━━━━━ AVAILABLE DATA ━━━━━
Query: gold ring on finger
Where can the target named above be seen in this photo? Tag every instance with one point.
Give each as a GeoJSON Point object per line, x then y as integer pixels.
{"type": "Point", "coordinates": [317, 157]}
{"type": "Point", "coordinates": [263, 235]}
━━━━━
**STATED PROBLEM:** Rescale the listing above: reproduce every line, requests included, and multiply each coordinate value in the answers by 1.35, rounding to the nearest whole number with halves rounded up. Leave the numbers in the requests and their format samples unchanged.

**SOLUTION TO THIS PROBLEM:**
Query: gold ring on finger
Where can the target named above be seen in this photo? Tag every instance with one point.
Give each as a GeoJSON Point object per line, x then y as integer pixels.
{"type": "Point", "coordinates": [428, 212]}
{"type": "Point", "coordinates": [355, 317]}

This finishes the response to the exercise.